• **PROVIDED TEXT**
There Will Be Jobs, Projects and Contracts That You Will Hate | The Future of Work: Part 3


Charles McCrumb Human Workflow Developer, Small Business IT Project Analyst, Office Automation Expert Herbert, McCrumb & Associates
Charles McCrumb
Human Workflow Developer, SMB IS Project Analyst, Office Automator
Herbert, McCrumb & Associates

THERE WILL BE JOBS, PROJECTS AND CONTRACTS THAT YOU WILL HATE

I am recently working on a long-term contract that, quite frankly, doesn’t make me feel good. Not about my self-worth, not about my business, not about their business (that I am trying to make better), not about the people there. Not about the drive. None of it. Do I feel right about taking their money?

Absolutely.

I am certainly EARNING it, but not in a way that makes me feel any kind of good. There are certainly lots of loud arguments going on.

• **DATA LINES**
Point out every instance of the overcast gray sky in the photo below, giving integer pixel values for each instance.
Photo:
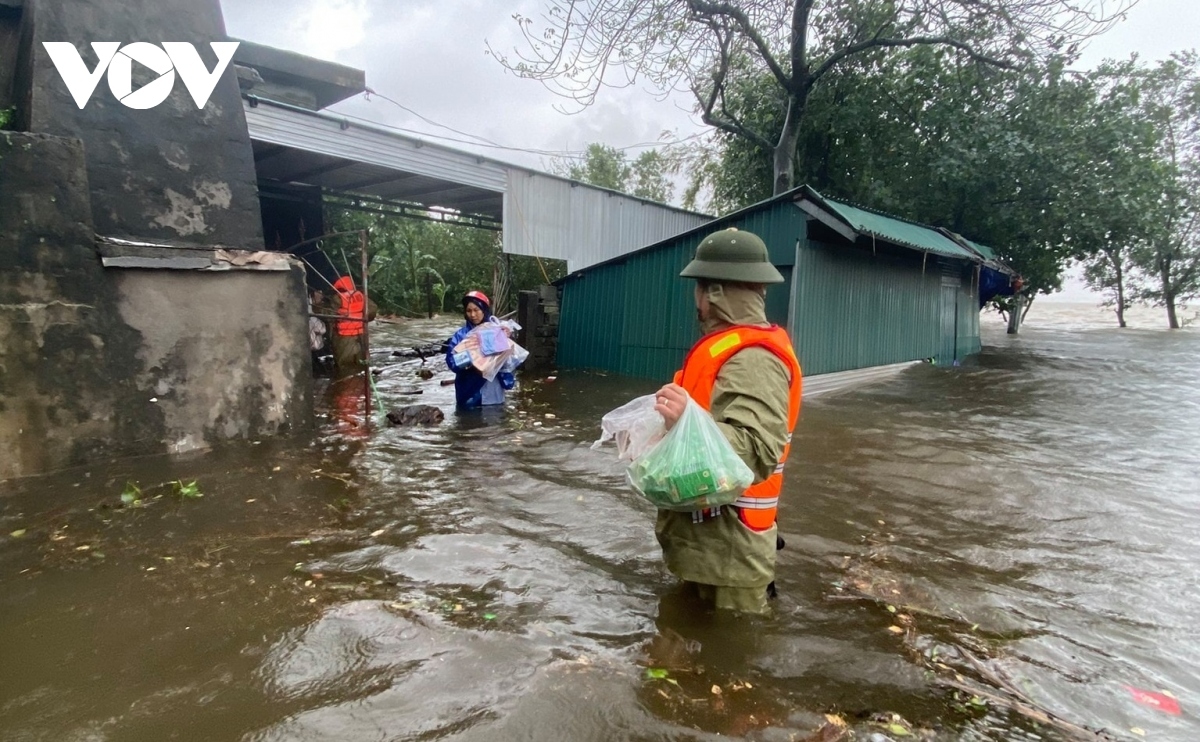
(430, 55)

• **SET TASK A**
Reproduce the stretch of the article about jobs you will hate from "There Will Be Jobs, Projects and Contracts That You Will Hate" through "taking their money?".
• **SET TASK B**
Resume the article about jobs you will hate from its final sentence and keep writing it.
The material is separate from the article about jobs you will hate.

• **EXERCISE RESULT A**
There Will Be Jobs, Projects and Contracts That You Will Hate | The Future of Work: Part 3


Charles McCrumb Human Workflow Developer, Small Business IT Project Analyst, Office Automation Expert Herbert, McCrumb & Associates
Charles McCrumb
Human Workflow Developer, SMB IS Project Analyst, Office Automator
Herbert, McCrumb & Associates

THERE WILL BE JOBS, PROJECTS AND CONTRACTS THAT YOU WILL HATE

I am recently working on a long-term contract that, quite frankly, doesn’t make me feel good. Not about my self-worth, not about my business, not about their business (that I am trying to make better), not about the people there. Not about the drive. None of it. Do I feel right about taking their money?

• **EXERCISE RESULT B**
People in the area of psychology have learned that it takes at least 5 good interactions (i.e. joking around, “Good job”, “Good morning, nice to see you”, etc.) to erase a single bad interaction (yelling about screw-ups in production, hollering at vendors, etc.). It doesn’t even matter if YOU ARE NOT THE FOCUS of the problem, if you hear it, YOU FEEL IT!

There seems to be some debate on the exact ratio (100:1 vs 5:1)

When Angry Disengage
The Neurochemistry of Positive Conversations

Still: even a 5 to 1 ratio is a terrible ROI (Return On Investment, for those that don’t know).
Mindful kindness matters.

This client’s culture, has raised voices EVERY SINGLE DAY. That is not good. It is not good for any business. If there’s a problem, and yelling is always the way it is dealt with, people will naturally hide problems until they reach critical mass, leading to (you guessed it) more yelling.

That’s not effective management, and it’s certainly burning bridges with the goodwill of people that you will likely need again at some point in the future (à la Seth Godin’s recent post: Weight thrown and the slippery slope).

Are the business’ customers hearing any of that yelling?
The employees certainly are, which brings up the next point.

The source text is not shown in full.